SELECTED EXTRACT »
* * * *

Growing Up in Mississippi

Tucker, Judy H. and Charline R. McCord, eds. Growing Up in Mississippi.
Jackson: University Press of Mississippi, 2008.
203 pp. $25.00 (hardcover)

Before their collaboration on Growing Up in Mississippi, Tucker and McCord met in 1996 at a Eudora Welty festival. Their collaboration previously resulted in the publications Christmas Stories from Mississippiand several editions of Christmas Stories from the South, which also focus on Mississippi life and southern culture.
In Growing Up in Mississippi, Tucker and McCord provide thirty essays by notable, still living Mississippians, such as former Governor William Winter, blues great B.B. King, NFL great Jerry Rice, and former Mississippi Supreme Court Justice Fred Banks, that highlight small-town Mississippi life and other aspects of childhood in the South that influenced the development of the successful authors. For instance, Banks describes how his education in Canton influenced his development in a positive manner. Gov. Winter talks about the pets he had and how they shaped his development, while news anchor Maggie Wade Dixon explains how children’s play and parenting has changed since she grew up in Mississippi. The shared stories also reveal the unique nature of southern life for African Americans during the era. King talks of how his Uncle Jack was always singing to ease the burden of hard labor and stress.

* * * *

Stored dataset records
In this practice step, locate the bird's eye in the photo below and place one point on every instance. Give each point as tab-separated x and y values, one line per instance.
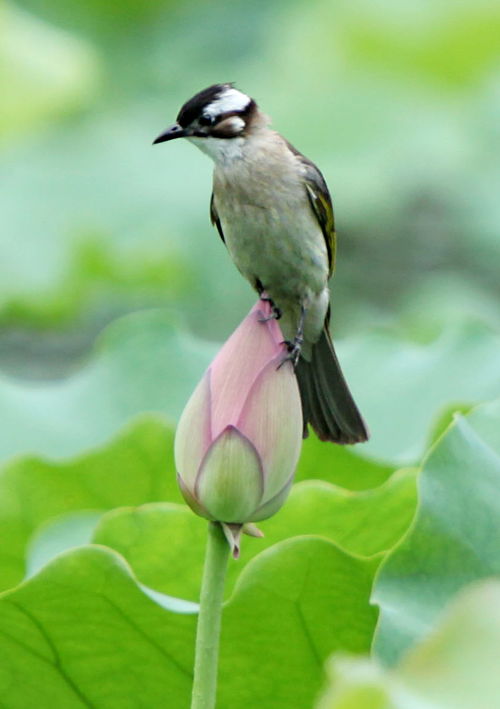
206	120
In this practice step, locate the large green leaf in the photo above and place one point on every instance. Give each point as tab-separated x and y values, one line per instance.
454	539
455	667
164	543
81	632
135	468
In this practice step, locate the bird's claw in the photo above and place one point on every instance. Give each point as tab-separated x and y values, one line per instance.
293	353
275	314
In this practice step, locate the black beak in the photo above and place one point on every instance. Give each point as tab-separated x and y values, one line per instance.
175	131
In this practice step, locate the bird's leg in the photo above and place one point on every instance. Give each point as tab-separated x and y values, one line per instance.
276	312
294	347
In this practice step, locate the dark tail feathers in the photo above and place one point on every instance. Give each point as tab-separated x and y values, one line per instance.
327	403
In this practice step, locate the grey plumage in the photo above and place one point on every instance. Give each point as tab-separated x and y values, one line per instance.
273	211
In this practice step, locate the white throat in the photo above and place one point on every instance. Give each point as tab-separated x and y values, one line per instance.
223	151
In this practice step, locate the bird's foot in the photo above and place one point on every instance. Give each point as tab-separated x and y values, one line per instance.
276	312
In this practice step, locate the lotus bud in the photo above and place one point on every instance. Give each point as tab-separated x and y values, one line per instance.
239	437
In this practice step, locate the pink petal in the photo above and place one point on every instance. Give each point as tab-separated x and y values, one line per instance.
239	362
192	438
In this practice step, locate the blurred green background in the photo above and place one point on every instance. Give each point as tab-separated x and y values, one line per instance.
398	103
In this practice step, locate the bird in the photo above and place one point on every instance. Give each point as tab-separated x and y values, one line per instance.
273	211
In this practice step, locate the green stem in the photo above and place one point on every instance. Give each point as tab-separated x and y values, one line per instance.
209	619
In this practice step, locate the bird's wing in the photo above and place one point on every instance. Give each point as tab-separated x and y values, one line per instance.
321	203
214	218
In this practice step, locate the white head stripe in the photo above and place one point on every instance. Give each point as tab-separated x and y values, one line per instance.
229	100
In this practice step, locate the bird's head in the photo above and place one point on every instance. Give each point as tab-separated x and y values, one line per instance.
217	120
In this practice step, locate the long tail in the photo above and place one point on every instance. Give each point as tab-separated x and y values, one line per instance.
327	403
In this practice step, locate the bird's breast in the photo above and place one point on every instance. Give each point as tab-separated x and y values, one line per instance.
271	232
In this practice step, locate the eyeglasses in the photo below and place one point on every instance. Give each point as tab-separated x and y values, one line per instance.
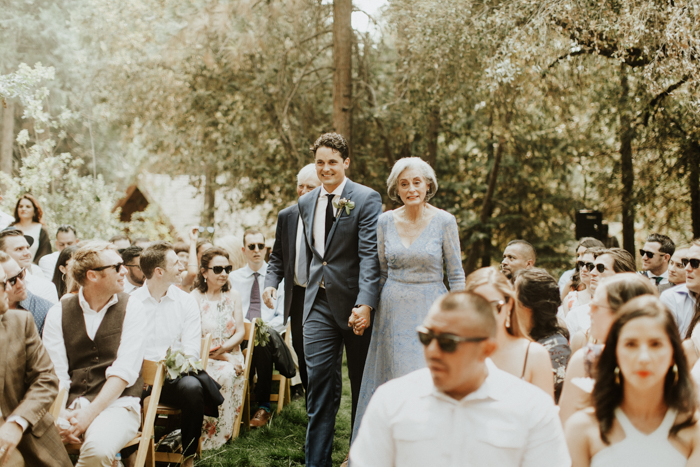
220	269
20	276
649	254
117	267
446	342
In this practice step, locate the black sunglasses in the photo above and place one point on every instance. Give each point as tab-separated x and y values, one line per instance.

* * * *

STATED GOAL » Reproduce word for word the stretch of the book review above from "Tucker, Judy H." through "and southern culture.".

OUTPUT FOR THIS EXERCISE »
Tucker, Judy H. and Charline R. McCord, eds. Growing Up in Mississippi.
Jackson: University Press of Mississippi, 2008.
203 pp. $25.00 (hardcover)

Before their collaboration on Growing Up in Mississippi, Tucker and McCord met in 1996 at a Eudora Welty festival. Their collaboration previously resulted in the publications Christmas Stories from Mississippiand several editions of Christmas Stories from the South, which also focus on Mississippi life and southern culture.